--- Source text ---
+ + + + +

A veritable Tour de France is taking place in a laboratory at the MGH this spring.
Slime into first
GOING FOR THE MOLD: Irimia examines Dicty World Race mazes
A veritable Tour de France is taking place in a laboratory at the MGH this spring. A peloton of cells – team amoeba Dictyostelium (Dicty), a one-celled, soil-dwelling slime mold known for precision versus team HL-60, neutrophil-like cells known for speed – vie for the advantage.
The Dicty World Race is not for the meek or faint of heart. To navigate a complex microfluidic maze, the model cells must be fast and smart. Researchers from all over the world studying cell motility are invited to enter.
“We are the engineers. We build the racetrack. We ask scientists to send us the cells and engineer them to make them perform,” says race organizer Daniel Irimia, MD, PhD, associate director of the MGH BioMEMS Resource Center.
While most sports ban performance-enhancing drugs, doping with this demographic, in this race, is permitted – in fact, it is strongly encouraged.
“Enhancing the expression of some genes and down-regulating other genes, creating mutations – it’s like improving the mechanics on a race car,” Irimia says. “It’s a lot of trial and error.”
The first World Cell Race held in Denver in 2011, was limited to cancer cells. But Irimia says keepers of other lines asked, ‘How about our cells?’ opening the door for two categories in the May 16 Dicty World Race, which will host cells from 20 labs, 10 from the U.S. and 10 from Europe, all leaders in cell migration research.
“It is an opportunity for engineers and biologists to work together, to encourage the engineering of better tools for measuring the role of cell motility in health and disease.”
The ability to control cell movement could provide new paths for intervention in the clinic, says Irimia. “When you have an infection, cells travel to that infection site and when you are injured, they move closer to the wound – all for the purpose of healing. So how can we accelerate these processes? Or, with cancer, how do we slow down the movement of cells that give rise to metastases?”
RACE ORGANIZERS: From left, Joseph Martel, a research fellow from Harvard University; Wong; Bashar Hamza, research engineer; and Irimia – all in the BioMEMS Resource Center
Not all experiments needed to answer these questions can be run on human cells. Dicty is one model cell that is extremely science-friendly because it has a simpler genome and is easier to manipulate than human cells. It is a cell that moves with high precession toward targets – albeit more tortoise than hare. Traveling at about 20 microns a minute, the Dicty needs two days to move one inch. HL-60 neutrophil-like cells travel at a slightly faster pace but are less precise, making them ideal challengers.
“On a cell scale it’s pretty fast. These model cells are on par with some of the fastest cells in the human body,” says Irimia.
Six hundred microns long, the race – which will be broadcast in live streaming video – is expected to take approximately two hours to complete. There are obstacles along the way, decisions to make – whether to go left or right – with some channels leading faster to the end reward, a tasty chemical attractant and for the winning designer a $5,000 prize.
“I think with the race people have to take chances. Breakthroughs may come from any labs and in any form,” says Irimia.
“It’s great to have this worldwide collaboration,” says Elisabeth Wong, a research engineer in the BioMEMS Resource Center. “With any sort of competition in any setting you are really pushing one another to get better and giving each other motivation to perform.”

+ + + + +

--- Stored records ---
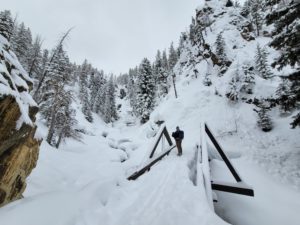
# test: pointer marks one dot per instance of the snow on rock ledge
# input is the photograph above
(18, 147)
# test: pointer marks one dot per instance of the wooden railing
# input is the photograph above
(238, 188)
(162, 132)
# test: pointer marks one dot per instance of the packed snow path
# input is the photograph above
(166, 195)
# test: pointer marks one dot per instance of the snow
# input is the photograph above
(84, 182)
(10, 83)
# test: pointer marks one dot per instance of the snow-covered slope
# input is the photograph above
(85, 182)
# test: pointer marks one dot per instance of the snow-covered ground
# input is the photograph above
(85, 182)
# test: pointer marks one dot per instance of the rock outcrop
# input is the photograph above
(18, 147)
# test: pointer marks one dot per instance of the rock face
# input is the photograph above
(18, 147)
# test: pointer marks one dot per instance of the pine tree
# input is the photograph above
(286, 20)
(22, 44)
(286, 35)
(262, 62)
(110, 111)
(246, 8)
(161, 75)
(220, 48)
(54, 93)
(6, 24)
(165, 61)
(96, 84)
(256, 7)
(145, 93)
(84, 94)
(264, 121)
(35, 58)
(207, 80)
(132, 90)
(173, 57)
(233, 93)
(286, 98)
(65, 119)
(248, 79)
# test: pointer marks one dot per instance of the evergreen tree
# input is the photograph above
(110, 111)
(256, 7)
(165, 61)
(296, 121)
(132, 90)
(248, 79)
(173, 57)
(262, 62)
(220, 48)
(6, 24)
(84, 94)
(264, 121)
(233, 93)
(146, 92)
(246, 8)
(286, 20)
(54, 93)
(207, 80)
(65, 119)
(96, 85)
(161, 75)
(286, 34)
(22, 44)
(35, 58)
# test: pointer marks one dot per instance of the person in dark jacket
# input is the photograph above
(178, 135)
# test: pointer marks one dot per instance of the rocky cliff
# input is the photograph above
(18, 147)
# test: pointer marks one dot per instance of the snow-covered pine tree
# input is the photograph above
(84, 91)
(96, 84)
(6, 24)
(54, 93)
(286, 33)
(146, 91)
(229, 3)
(264, 121)
(165, 61)
(261, 62)
(173, 57)
(248, 79)
(132, 90)
(220, 48)
(35, 58)
(207, 80)
(65, 119)
(285, 99)
(233, 93)
(256, 7)
(22, 44)
(221, 53)
(246, 9)
(110, 110)
(161, 75)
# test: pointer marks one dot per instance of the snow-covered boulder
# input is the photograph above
(18, 146)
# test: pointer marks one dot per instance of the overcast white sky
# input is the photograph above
(112, 34)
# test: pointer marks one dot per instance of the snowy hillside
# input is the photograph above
(84, 180)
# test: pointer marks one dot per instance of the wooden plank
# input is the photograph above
(140, 172)
(232, 189)
(163, 132)
(223, 155)
(156, 144)
(166, 133)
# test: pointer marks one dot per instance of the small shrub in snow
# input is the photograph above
(264, 121)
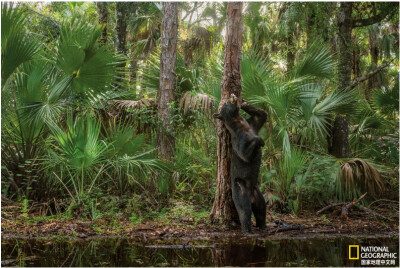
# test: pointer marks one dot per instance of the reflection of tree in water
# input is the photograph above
(121, 252)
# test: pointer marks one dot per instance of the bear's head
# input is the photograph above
(229, 109)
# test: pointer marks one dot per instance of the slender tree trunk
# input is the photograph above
(223, 206)
(120, 38)
(356, 60)
(121, 16)
(310, 24)
(375, 81)
(133, 70)
(339, 146)
(165, 140)
(103, 13)
(290, 52)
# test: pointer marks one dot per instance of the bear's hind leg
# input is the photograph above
(258, 207)
(241, 198)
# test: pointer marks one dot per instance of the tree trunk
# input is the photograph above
(375, 81)
(223, 206)
(290, 52)
(339, 141)
(356, 60)
(310, 24)
(121, 16)
(120, 38)
(103, 13)
(165, 140)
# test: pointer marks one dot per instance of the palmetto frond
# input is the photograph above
(317, 62)
(199, 102)
(17, 46)
(80, 56)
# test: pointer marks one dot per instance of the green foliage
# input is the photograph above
(63, 137)
(17, 46)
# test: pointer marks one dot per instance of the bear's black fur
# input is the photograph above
(246, 160)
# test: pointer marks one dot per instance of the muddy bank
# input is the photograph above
(312, 226)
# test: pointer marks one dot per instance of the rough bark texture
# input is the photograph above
(121, 16)
(356, 60)
(339, 143)
(223, 206)
(290, 52)
(169, 36)
(102, 11)
(374, 81)
(340, 137)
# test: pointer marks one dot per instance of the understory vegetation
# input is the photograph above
(79, 116)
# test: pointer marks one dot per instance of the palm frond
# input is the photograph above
(200, 102)
(317, 62)
(17, 46)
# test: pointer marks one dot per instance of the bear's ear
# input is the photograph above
(218, 116)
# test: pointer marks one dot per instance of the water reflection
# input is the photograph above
(123, 252)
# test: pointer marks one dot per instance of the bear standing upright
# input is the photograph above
(246, 160)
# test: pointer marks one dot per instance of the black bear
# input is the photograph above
(246, 160)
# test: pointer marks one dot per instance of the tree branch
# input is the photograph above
(368, 75)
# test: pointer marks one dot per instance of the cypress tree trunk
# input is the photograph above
(375, 81)
(165, 141)
(103, 13)
(223, 206)
(290, 52)
(121, 16)
(120, 38)
(339, 141)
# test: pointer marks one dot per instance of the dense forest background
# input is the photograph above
(82, 117)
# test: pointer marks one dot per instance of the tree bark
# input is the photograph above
(165, 141)
(121, 17)
(223, 206)
(374, 81)
(290, 52)
(103, 14)
(339, 145)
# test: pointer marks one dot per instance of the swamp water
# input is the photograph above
(224, 252)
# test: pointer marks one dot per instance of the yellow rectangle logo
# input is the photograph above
(351, 256)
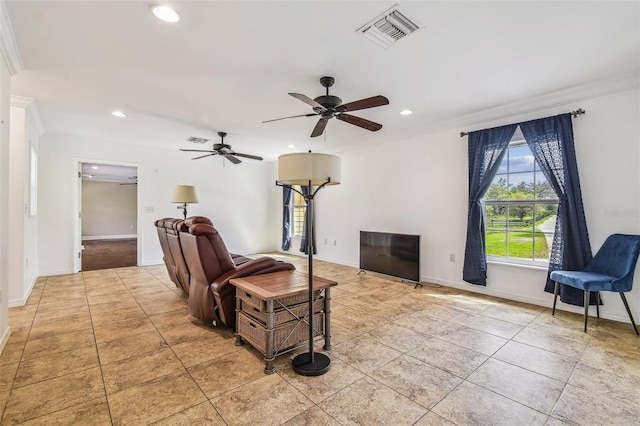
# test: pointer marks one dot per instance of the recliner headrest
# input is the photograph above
(192, 220)
(160, 222)
(202, 229)
(180, 226)
(168, 223)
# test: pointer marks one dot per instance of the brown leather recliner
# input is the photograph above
(211, 296)
(238, 259)
(169, 235)
(167, 257)
(175, 246)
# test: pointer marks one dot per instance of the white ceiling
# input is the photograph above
(228, 66)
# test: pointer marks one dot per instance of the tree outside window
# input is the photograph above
(298, 209)
(520, 209)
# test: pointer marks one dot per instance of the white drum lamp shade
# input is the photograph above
(184, 194)
(301, 167)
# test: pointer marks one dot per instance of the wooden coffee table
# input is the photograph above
(272, 312)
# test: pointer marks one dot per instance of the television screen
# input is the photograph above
(397, 255)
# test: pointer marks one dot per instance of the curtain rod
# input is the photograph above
(575, 113)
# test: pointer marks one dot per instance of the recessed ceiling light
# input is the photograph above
(165, 13)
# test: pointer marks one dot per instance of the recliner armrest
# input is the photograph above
(250, 268)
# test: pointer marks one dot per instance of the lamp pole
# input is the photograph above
(310, 363)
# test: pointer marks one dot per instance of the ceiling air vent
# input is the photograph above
(197, 140)
(388, 28)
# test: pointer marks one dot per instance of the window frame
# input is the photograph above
(517, 141)
(297, 207)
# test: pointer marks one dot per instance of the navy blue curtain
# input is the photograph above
(305, 232)
(486, 150)
(286, 217)
(551, 141)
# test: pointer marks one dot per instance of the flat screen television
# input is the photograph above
(397, 255)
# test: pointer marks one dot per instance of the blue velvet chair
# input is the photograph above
(611, 269)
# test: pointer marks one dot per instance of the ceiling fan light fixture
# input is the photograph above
(165, 13)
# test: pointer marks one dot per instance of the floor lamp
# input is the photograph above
(184, 194)
(314, 171)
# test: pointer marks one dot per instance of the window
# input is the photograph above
(298, 210)
(520, 208)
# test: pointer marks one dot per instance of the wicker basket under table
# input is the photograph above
(271, 311)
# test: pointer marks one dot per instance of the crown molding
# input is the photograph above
(31, 107)
(559, 98)
(8, 45)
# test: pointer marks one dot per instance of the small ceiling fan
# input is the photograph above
(224, 150)
(328, 106)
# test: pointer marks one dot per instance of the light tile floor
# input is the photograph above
(118, 347)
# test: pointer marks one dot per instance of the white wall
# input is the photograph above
(109, 210)
(23, 232)
(420, 185)
(239, 199)
(5, 94)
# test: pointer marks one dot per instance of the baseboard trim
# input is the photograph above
(543, 302)
(56, 272)
(13, 303)
(109, 237)
(5, 338)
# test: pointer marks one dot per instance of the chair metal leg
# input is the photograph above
(626, 305)
(555, 297)
(586, 309)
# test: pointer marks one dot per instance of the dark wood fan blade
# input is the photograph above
(233, 159)
(202, 156)
(319, 129)
(307, 100)
(360, 122)
(253, 157)
(371, 102)
(292, 116)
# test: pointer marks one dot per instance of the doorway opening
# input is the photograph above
(108, 216)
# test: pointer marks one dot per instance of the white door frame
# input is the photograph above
(77, 208)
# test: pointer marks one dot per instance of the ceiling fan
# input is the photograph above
(329, 106)
(224, 150)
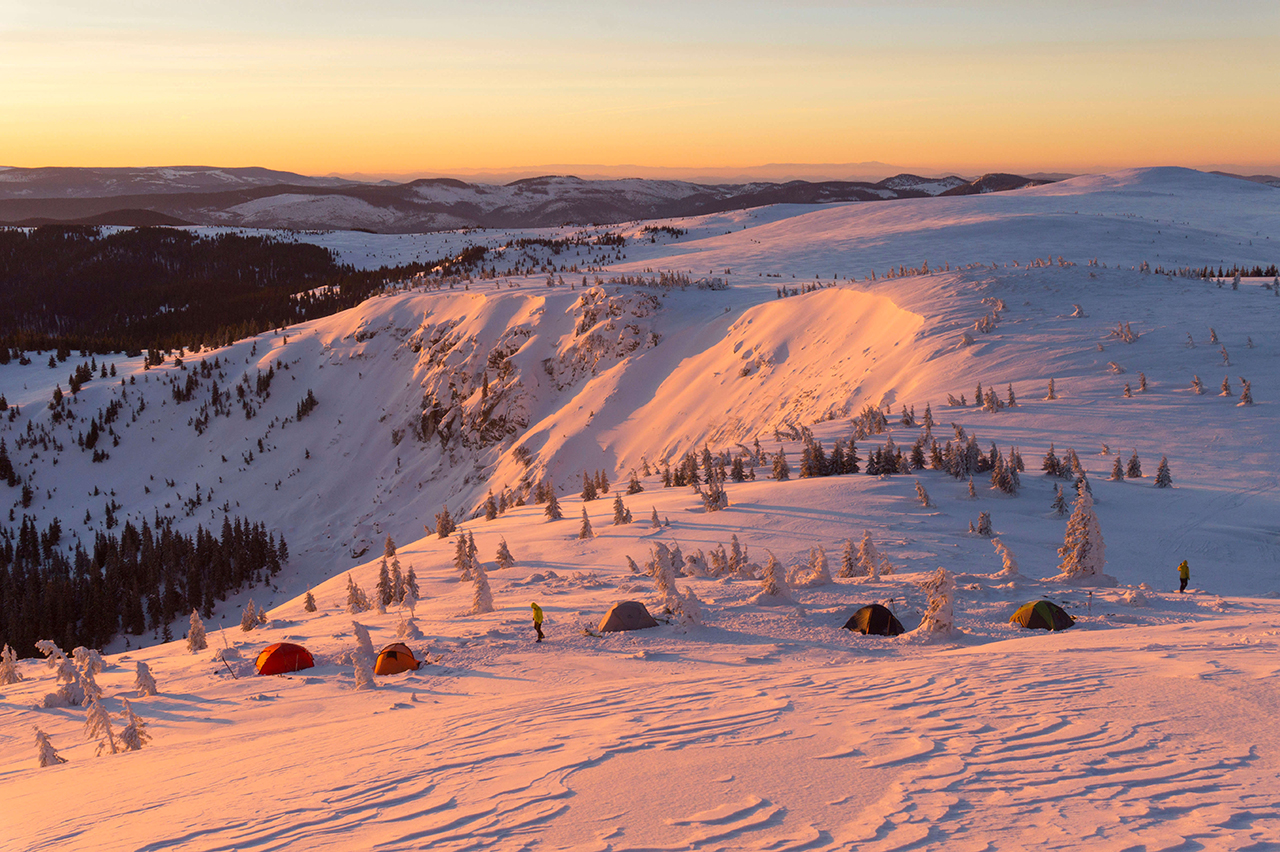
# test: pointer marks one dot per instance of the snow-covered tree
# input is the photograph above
(45, 752)
(938, 619)
(357, 601)
(552, 511)
(248, 617)
(97, 724)
(1008, 564)
(144, 681)
(504, 559)
(1083, 550)
(8, 668)
(135, 734)
(462, 558)
(868, 557)
(196, 639)
(781, 470)
(481, 598)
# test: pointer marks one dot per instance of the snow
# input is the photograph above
(1147, 725)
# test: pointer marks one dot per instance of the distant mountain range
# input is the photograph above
(265, 198)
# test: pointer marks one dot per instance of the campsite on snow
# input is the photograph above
(851, 525)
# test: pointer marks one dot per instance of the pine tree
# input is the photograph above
(462, 558)
(45, 752)
(504, 559)
(481, 598)
(553, 511)
(1164, 479)
(248, 617)
(8, 667)
(135, 733)
(97, 724)
(781, 471)
(144, 681)
(1134, 470)
(1083, 550)
(1059, 504)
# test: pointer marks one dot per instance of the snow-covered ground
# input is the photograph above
(766, 727)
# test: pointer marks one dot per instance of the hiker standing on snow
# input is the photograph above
(538, 621)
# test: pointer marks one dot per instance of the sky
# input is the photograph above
(400, 87)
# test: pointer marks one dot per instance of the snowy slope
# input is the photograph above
(767, 727)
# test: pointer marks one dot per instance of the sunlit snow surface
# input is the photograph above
(1148, 725)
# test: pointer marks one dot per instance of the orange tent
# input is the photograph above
(283, 658)
(396, 658)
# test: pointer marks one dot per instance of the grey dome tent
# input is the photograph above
(874, 621)
(626, 615)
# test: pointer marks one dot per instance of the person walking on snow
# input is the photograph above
(538, 621)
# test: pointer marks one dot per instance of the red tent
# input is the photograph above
(283, 658)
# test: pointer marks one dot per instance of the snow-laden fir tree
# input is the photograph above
(773, 582)
(45, 752)
(1164, 479)
(135, 734)
(938, 619)
(868, 557)
(781, 470)
(481, 596)
(357, 601)
(144, 681)
(1008, 564)
(552, 511)
(984, 525)
(97, 724)
(248, 617)
(462, 558)
(1134, 468)
(1083, 550)
(9, 667)
(196, 639)
(504, 559)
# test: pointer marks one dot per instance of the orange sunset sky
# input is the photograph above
(403, 88)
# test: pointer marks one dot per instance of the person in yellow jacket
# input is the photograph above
(538, 621)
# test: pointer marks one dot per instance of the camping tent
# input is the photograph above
(396, 658)
(874, 621)
(1042, 615)
(283, 658)
(626, 615)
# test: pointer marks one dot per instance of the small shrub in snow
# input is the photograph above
(1164, 479)
(144, 681)
(1008, 564)
(8, 668)
(1083, 550)
(45, 752)
(196, 639)
(135, 734)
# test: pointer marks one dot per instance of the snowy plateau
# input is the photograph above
(744, 720)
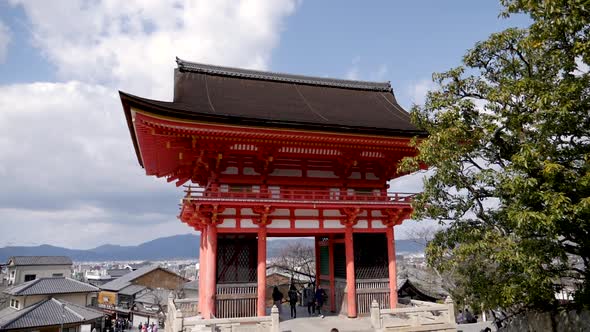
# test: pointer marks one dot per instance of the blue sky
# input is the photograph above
(67, 167)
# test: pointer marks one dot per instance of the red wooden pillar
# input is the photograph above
(317, 261)
(332, 281)
(202, 264)
(210, 279)
(392, 269)
(261, 304)
(350, 277)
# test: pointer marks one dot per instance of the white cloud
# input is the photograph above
(353, 71)
(380, 74)
(68, 170)
(5, 38)
(417, 91)
(132, 44)
(69, 173)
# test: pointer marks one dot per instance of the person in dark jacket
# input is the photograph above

+ + + + +

According to the article on the Dicty World Race, how fast does the Dicty travel?

About 20 microns a minute.